**What the exercise asks**
Every line of the data below is to be given again as it appears, with the images removed.

**Excerpts from a dataset**
───

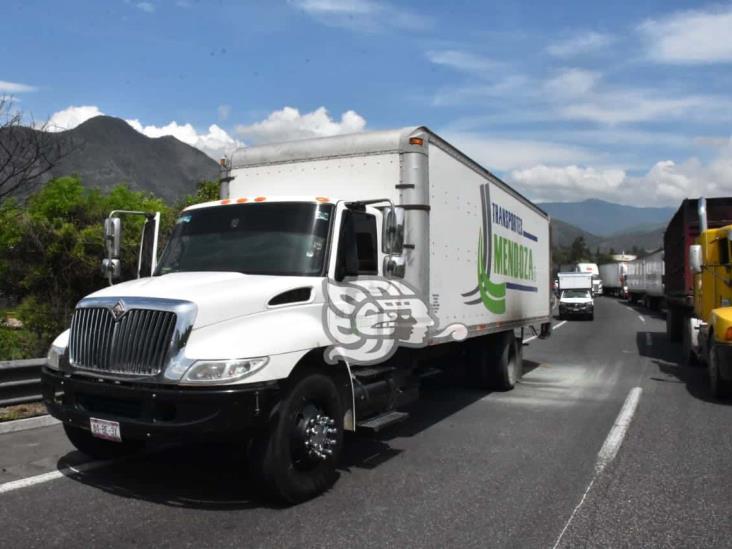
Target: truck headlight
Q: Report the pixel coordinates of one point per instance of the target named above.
(55, 355)
(222, 371)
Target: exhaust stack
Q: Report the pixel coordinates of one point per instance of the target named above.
(703, 226)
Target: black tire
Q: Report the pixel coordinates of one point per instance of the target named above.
(496, 361)
(279, 459)
(718, 386)
(98, 448)
(674, 324)
(688, 356)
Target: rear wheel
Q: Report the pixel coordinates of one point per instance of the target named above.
(98, 448)
(496, 361)
(719, 387)
(674, 324)
(295, 458)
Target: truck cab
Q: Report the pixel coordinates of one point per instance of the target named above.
(309, 300)
(707, 335)
(575, 296)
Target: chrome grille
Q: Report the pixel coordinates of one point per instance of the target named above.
(137, 343)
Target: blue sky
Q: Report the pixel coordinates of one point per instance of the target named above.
(566, 100)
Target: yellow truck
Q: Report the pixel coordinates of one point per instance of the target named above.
(707, 335)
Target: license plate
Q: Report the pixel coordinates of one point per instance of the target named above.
(108, 430)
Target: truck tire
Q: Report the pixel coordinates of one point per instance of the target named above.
(674, 324)
(718, 386)
(295, 458)
(98, 448)
(688, 355)
(496, 361)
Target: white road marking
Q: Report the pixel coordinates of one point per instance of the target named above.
(532, 338)
(609, 449)
(52, 475)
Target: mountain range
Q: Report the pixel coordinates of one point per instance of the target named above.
(603, 218)
(106, 151)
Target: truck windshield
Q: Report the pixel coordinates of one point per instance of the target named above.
(274, 238)
(576, 293)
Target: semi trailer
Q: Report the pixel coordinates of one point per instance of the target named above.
(310, 300)
(612, 276)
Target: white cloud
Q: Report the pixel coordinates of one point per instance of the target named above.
(15, 87)
(579, 94)
(510, 154)
(551, 183)
(288, 124)
(362, 15)
(147, 7)
(224, 112)
(572, 82)
(580, 44)
(71, 117)
(463, 61)
(665, 183)
(215, 142)
(690, 37)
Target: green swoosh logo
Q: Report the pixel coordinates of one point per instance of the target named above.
(492, 295)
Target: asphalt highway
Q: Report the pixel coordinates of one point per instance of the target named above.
(606, 442)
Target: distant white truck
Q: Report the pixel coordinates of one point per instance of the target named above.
(645, 280)
(575, 295)
(613, 278)
(308, 301)
(584, 267)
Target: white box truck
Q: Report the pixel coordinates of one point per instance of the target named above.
(308, 301)
(613, 278)
(575, 295)
(645, 280)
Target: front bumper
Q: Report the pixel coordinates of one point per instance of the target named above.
(569, 310)
(159, 412)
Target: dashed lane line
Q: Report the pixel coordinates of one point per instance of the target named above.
(609, 449)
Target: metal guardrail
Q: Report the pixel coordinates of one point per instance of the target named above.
(20, 381)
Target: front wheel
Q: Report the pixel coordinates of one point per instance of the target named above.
(98, 448)
(295, 458)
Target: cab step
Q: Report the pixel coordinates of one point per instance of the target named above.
(387, 419)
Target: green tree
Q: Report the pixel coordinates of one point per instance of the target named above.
(50, 249)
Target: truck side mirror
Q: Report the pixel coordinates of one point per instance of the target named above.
(695, 258)
(113, 236)
(111, 267)
(394, 266)
(347, 259)
(393, 231)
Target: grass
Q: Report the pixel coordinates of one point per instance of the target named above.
(22, 411)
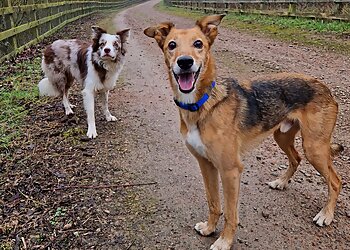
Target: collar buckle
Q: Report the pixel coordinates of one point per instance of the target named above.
(193, 107)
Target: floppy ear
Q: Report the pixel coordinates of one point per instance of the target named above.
(209, 26)
(97, 31)
(159, 32)
(124, 35)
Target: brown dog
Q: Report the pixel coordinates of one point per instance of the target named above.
(219, 123)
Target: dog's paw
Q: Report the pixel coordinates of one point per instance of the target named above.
(323, 218)
(69, 111)
(91, 133)
(111, 118)
(203, 229)
(221, 244)
(278, 184)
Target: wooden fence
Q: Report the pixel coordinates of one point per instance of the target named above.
(26, 22)
(315, 9)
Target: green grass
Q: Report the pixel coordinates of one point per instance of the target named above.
(18, 89)
(327, 35)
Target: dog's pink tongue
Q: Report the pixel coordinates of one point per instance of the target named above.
(186, 81)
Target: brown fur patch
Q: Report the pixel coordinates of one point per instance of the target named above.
(49, 55)
(81, 59)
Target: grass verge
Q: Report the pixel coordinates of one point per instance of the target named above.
(18, 93)
(333, 35)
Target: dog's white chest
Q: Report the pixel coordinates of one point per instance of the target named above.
(194, 139)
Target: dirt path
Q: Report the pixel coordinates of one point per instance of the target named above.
(145, 146)
(160, 155)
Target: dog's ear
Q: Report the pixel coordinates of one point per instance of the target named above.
(97, 31)
(159, 32)
(209, 26)
(124, 35)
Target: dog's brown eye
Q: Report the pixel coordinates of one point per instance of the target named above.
(198, 44)
(172, 45)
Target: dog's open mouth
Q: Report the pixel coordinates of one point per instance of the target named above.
(187, 80)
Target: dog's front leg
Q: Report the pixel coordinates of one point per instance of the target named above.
(89, 104)
(230, 177)
(211, 182)
(105, 109)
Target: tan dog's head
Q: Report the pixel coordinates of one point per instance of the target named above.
(187, 52)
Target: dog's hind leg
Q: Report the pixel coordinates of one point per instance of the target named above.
(230, 173)
(66, 104)
(286, 142)
(316, 131)
(89, 104)
(68, 79)
(105, 110)
(211, 183)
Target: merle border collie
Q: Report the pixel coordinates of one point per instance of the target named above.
(95, 65)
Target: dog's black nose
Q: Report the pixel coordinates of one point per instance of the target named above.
(185, 62)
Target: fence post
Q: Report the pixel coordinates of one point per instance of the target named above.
(338, 8)
(12, 22)
(292, 8)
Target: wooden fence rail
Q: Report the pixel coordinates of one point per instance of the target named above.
(26, 22)
(316, 9)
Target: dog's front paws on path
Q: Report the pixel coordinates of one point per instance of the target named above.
(278, 184)
(221, 244)
(91, 133)
(111, 118)
(323, 218)
(203, 229)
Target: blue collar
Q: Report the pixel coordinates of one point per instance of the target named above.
(193, 107)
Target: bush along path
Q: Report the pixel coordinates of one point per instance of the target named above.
(62, 191)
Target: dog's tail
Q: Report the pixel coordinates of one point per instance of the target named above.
(47, 88)
(336, 149)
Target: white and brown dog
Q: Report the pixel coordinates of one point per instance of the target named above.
(96, 66)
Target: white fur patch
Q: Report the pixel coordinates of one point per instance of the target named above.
(47, 88)
(194, 139)
(286, 126)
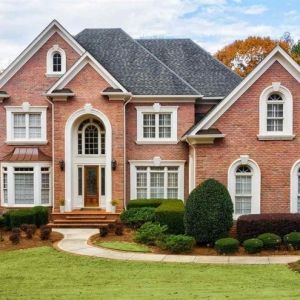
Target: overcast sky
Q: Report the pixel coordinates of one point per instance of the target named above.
(211, 23)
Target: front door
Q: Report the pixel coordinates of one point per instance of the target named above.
(91, 186)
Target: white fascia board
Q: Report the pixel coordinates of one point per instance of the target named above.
(277, 54)
(78, 66)
(35, 45)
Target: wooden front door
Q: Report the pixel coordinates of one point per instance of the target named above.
(91, 186)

───

**Expected output**
Target: truck headlight
Q: Report the pixel coordinates of one point per instance of the target named above.
(55, 355)
(222, 371)
Target: exhaust stack
Q: Report the pixel coordinates of one point per instance of the target named above.
(703, 226)
Target: black tire
Q: Report the pixel coordinates of one point per instance of the target named above.
(496, 361)
(279, 459)
(718, 386)
(98, 448)
(674, 324)
(688, 356)
Target: rear wheel
Q: Report the pixel coordinates of one point per instance of the target named above.
(98, 448)
(496, 361)
(719, 387)
(674, 324)
(295, 458)
Target: truck cab
Q: Report the pixel coordinates of one point per instance of the target named above.
(309, 300)
(707, 335)
(575, 296)
Target: chrome grille
Q: Report the pixel coordinates of one point per instance of the target named above.
(137, 343)
Target: blue sky
Q: Report the pixel coordinates of one point per instance of the target named above.
(566, 100)
Target: yellow truck
Q: Report the pixel coordinates of one point per instance of the target named above.
(707, 335)
Target: license plate
Q: Report the pixel coordinates of one point per instance of the target named above.
(108, 430)
Target: truck tire
Q: Report the pixel coordinates of one point per instance of the target named above.
(674, 324)
(718, 386)
(295, 458)
(98, 448)
(688, 355)
(496, 361)
Target: white road marking
Q: Report the pixel coordinates of one point per instance of the target named above.
(532, 338)
(609, 449)
(52, 475)
Target: mountain range
Q: Report the pixel coordinates of one point per instance of the target named above.
(603, 218)
(106, 151)
Target: truck windshield
Q: Report the pixel coordinates of one point per instance of the target named above.
(274, 238)
(576, 293)
Target: semi trailer
Q: Report the pixel coordinates of one point per instance of the target named above.
(310, 300)
(612, 276)
Target: white cloud
Q: Report the pixel coordinates of one point per instance of the target named above.
(15, 87)
(579, 94)
(510, 154)
(551, 183)
(288, 124)
(362, 15)
(147, 7)
(224, 112)
(572, 82)
(580, 44)
(71, 117)
(463, 61)
(665, 183)
(215, 142)
(690, 37)
Target: green swoosh logo
Q: Report the pixel coordinates of one point per instance of the target named above.
(492, 295)
Target: asphalt highway
Q: Report the pixel coordinates of one point per instance of the target named above.
(606, 442)
Target: distant white truck
Q: Report the pixel coordinates of one point per instance of the target named above.
(645, 280)
(575, 295)
(613, 278)
(308, 301)
(584, 267)
Target: white box truck
Q: Report the pixel coordinates of one point per instance of the target named above.
(308, 301)
(613, 278)
(575, 295)
(645, 280)
Target: front bumper
Q: Report the pixel coordinates of one point per instance of the target named above.
(569, 310)
(159, 412)
Target: dashed lane line
Q: Report the pixel coordinates of one point per instance of the target named above.
(609, 449)
Target: metal guardrail
Q: Report the pixel coordinates of one point per instance of the target named above.
(20, 381)
Target: front wheel
Q: Report the pixel coordinates of one point per instance of the target named above.
(98, 448)
(295, 458)
Target: cab step
Q: Report the pixel coordinates of one point per instance of the target named above.
(387, 419)
Target: green tree
Q: Report the pixel coordinates of one point per instance of the target named above.
(50, 249)
Target: truck side mirror
Q: Report the pixel coordinates of one point per instance of the target named above.
(695, 258)
(113, 236)
(111, 267)
(394, 266)
(347, 259)
(393, 231)
Target: grass
Q: Report the pixel coordinates of one point per instance of the target named above.
(22, 411)
Target: collar buckle
Q: Report the pixel coordinates of one point per instance of the target named above.
(193, 107)
Target: floppy ear
Q: Report the pixel coordinates of one point per instance of the target named above.
(209, 26)
(97, 31)
(159, 32)
(124, 35)
Target: brown dog
Q: Report the pixel coordinates of one point per instance of the target named above.
(219, 123)
Target: dog's paw
Q: Report the pixel coordinates of one point per instance of the target named above.
(323, 218)
(69, 111)
(91, 133)
(111, 118)
(203, 229)
(221, 244)
(278, 184)
Target: wooden fence
Q: Report the pixel coordinates of one point per instance of the target named above.
(26, 22)
(315, 9)
Target: green grass
Q: Report the pixel coordinates of one point per instance of the target named above.
(18, 89)
(327, 35)
Target: dog's pink tongue
Q: Report the pixel coordinates of one point per instance of the target named above.
(186, 81)
Target: brown fur patch
Q: Report the pixel coordinates of one point per instance of the target named above.
(49, 55)
(81, 59)
Target: grass verge
Q: Report the pixel coordinates of one point per instance of the target named above.
(18, 93)
(333, 35)
Target: dog's white chest
Q: Report the pixel coordinates of one point per instance of the target named above.
(194, 139)
Target: dirt path
Q: Report the pixel coordinates of one point per instance of the target named above.
(145, 146)
(160, 155)
Target: dog's ear
Q: Report the pixel coordinates of one point per instance of the target named above.
(97, 31)
(159, 32)
(209, 26)
(124, 35)
Target: dog's brown eye
Q: Report the pixel coordinates of one point per instance of the target named above.
(198, 44)
(172, 45)
Target: dog's open mouth
Q: Report the pixel coordinates of one point per instance of the target named above.
(187, 80)
Target: dog's front leg
Q: Report the pixel coordinates of one point per instance of the target named above.
(89, 104)
(230, 177)
(211, 182)
(105, 109)
Target: tan dog's head
Q: Report the pixel coordinates of one point per instance of the target named above.
(187, 52)
Target: dog's hind leg
Q: Report the pixel coordinates of one point per instance of the target named above.
(230, 173)
(66, 104)
(286, 142)
(316, 131)
(89, 104)
(68, 79)
(105, 110)
(211, 183)
Target: merle border collie
Q: Report the pixel coordinates of one point per instance of the target named above.
(95, 65)
Target: dog's black nose
Q: Report the pixel coordinates of one point per instance of the target named above.
(185, 62)
Target: fence post
Q: Report the pixel coordinates of one point per instance of the target named above.
(338, 8)
(12, 22)
(292, 8)
Target: wooden fence rail
Q: Report the pixel coordinates of one point per instance of the target named above.
(26, 22)
(316, 9)
Target: dog's front paws on path
Q: Report the pixel coordinates of one point per instance of the target named above.
(278, 184)
(221, 244)
(91, 133)
(111, 118)
(323, 218)
(203, 229)
Target: blue collar
Q: Report the pixel coordinates of one point per instance of the target named above.
(193, 107)
Target: bush along path
Q: Report the pixel coordinates of one point per instance of the target named above.
(62, 191)
Target: dog's tail
Q: Report the pixel coordinates of one point per instance of the target named above.
(47, 88)
(336, 149)
Target: white and brown dog
Q: Report the pixel coordinates of one point per instance of the target named above.
(96, 66)
Target: white fur patch
Q: Report the pixel coordinates of one point per instance of the target named above.
(47, 88)
(194, 139)
(286, 126)
Target: overcast sky
Q: Report the pixel coordinates of one point per instance of the target named above.
(211, 23)
Target: front door
Q: Report the pixel coordinates of one point per instance of the target named above.
(91, 186)
Target: white fascia board
Q: Report the pixel coordinates of one point per instance of the target named above.
(277, 54)
(78, 66)
(35, 45)
Target: wooden front door
Q: Report the pixel coordinates of one point per instance of the target named above.
(91, 186)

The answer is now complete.